── Data under study ──

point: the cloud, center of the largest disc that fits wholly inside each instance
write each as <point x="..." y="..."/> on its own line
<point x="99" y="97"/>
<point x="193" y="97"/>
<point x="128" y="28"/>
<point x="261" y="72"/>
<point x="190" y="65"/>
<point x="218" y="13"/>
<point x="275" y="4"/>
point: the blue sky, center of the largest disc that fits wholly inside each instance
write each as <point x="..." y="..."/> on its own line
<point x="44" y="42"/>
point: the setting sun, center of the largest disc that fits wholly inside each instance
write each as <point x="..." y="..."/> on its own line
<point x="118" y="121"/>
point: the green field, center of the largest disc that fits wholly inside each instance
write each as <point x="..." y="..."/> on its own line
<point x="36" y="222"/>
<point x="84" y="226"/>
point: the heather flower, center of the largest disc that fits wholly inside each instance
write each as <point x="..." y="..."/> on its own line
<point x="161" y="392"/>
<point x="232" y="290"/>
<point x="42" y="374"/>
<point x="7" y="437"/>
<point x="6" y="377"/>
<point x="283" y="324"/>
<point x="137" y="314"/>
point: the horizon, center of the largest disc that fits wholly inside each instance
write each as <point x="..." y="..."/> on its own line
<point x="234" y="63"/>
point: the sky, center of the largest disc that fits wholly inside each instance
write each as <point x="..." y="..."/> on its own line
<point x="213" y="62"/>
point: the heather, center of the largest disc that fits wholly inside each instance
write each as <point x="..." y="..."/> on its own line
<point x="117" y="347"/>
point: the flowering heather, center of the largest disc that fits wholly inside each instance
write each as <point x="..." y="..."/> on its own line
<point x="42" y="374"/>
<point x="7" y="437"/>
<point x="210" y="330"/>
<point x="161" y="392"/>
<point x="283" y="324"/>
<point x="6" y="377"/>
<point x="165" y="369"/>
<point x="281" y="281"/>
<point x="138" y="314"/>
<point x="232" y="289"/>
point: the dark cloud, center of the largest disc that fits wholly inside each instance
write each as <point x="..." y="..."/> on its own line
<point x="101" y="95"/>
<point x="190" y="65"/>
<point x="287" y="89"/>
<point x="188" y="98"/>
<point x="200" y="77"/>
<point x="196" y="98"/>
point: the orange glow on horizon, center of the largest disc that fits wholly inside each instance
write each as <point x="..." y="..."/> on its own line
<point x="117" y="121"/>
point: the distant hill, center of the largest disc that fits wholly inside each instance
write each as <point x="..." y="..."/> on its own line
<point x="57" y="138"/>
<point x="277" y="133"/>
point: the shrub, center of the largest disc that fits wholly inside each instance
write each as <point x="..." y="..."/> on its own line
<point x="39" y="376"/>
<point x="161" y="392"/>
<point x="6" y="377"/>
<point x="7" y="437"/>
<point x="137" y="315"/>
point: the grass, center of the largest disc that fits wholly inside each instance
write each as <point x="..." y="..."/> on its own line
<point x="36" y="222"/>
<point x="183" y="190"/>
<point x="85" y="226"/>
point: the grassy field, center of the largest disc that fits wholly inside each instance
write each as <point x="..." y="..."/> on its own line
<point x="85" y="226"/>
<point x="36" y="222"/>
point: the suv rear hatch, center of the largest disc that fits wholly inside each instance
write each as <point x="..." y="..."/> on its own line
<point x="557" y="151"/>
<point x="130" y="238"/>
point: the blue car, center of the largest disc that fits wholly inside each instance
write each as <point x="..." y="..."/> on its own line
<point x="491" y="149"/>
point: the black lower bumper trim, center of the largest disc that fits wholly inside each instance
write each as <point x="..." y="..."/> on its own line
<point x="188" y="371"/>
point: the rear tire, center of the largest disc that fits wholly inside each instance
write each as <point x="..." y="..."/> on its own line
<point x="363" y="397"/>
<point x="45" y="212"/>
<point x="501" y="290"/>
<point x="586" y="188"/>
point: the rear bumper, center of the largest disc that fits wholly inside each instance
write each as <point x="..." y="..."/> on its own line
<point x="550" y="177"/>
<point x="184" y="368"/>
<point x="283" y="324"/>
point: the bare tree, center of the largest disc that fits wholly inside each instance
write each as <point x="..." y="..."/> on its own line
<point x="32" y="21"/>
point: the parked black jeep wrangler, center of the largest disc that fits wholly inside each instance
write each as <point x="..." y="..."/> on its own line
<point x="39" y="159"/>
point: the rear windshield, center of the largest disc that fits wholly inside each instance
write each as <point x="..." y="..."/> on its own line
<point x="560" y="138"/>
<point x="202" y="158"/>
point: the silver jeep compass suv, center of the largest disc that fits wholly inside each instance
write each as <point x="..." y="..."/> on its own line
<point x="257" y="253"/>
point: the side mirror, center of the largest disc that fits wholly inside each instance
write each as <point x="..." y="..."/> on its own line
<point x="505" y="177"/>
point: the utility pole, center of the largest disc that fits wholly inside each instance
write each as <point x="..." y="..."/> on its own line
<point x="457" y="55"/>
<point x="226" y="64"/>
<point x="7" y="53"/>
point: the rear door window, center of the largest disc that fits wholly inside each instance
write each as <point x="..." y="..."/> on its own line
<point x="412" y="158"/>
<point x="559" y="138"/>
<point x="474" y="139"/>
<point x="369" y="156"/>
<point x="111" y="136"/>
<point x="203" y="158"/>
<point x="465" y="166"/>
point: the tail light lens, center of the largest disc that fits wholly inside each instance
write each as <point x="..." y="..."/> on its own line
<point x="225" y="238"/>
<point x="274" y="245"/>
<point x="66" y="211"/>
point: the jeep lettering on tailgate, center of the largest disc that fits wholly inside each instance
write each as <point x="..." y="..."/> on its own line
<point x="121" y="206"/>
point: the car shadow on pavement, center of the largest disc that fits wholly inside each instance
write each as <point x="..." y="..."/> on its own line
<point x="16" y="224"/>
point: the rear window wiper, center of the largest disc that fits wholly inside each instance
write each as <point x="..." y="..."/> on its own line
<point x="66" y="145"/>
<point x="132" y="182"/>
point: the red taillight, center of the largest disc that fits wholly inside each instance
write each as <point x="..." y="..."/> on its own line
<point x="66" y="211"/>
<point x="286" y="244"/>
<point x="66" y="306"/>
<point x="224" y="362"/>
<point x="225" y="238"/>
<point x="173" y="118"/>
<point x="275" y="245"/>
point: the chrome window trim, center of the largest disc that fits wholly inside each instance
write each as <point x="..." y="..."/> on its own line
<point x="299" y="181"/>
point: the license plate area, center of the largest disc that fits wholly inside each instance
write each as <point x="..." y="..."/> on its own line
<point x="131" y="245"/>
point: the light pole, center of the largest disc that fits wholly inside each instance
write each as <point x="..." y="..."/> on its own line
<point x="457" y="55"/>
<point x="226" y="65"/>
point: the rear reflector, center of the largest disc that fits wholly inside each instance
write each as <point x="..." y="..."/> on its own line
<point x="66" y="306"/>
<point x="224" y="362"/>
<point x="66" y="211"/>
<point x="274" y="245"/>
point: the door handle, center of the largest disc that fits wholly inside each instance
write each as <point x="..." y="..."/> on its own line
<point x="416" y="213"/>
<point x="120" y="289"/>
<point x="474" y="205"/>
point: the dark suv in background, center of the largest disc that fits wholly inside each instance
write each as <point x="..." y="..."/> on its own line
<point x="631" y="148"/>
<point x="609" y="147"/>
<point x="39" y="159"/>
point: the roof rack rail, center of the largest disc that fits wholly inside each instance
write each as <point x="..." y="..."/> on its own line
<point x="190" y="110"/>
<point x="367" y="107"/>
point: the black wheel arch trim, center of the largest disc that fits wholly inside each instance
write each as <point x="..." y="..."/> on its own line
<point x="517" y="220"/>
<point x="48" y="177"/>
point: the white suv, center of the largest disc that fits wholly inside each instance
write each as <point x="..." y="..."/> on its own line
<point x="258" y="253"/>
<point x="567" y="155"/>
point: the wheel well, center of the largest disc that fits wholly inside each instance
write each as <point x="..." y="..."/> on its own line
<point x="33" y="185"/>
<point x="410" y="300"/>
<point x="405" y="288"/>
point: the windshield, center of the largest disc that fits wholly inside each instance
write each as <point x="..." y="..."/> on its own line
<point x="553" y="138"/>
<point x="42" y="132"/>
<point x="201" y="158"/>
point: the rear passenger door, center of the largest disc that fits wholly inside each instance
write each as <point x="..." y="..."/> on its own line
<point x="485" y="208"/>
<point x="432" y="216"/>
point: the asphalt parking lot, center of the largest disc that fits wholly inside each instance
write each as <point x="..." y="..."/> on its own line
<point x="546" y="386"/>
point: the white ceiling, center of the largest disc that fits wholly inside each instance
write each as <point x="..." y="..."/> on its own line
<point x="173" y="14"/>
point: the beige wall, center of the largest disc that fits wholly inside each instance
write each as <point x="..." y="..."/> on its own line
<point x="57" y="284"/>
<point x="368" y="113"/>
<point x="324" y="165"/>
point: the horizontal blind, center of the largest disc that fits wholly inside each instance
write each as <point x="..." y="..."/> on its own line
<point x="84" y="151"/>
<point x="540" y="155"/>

───

Among the lines above, find those with the string "white" and copy them.

point: the white suv, center of the largest disc that fits wholly inside each instance
point: the white ceiling, center of the largest disc that fits wholly inside each instance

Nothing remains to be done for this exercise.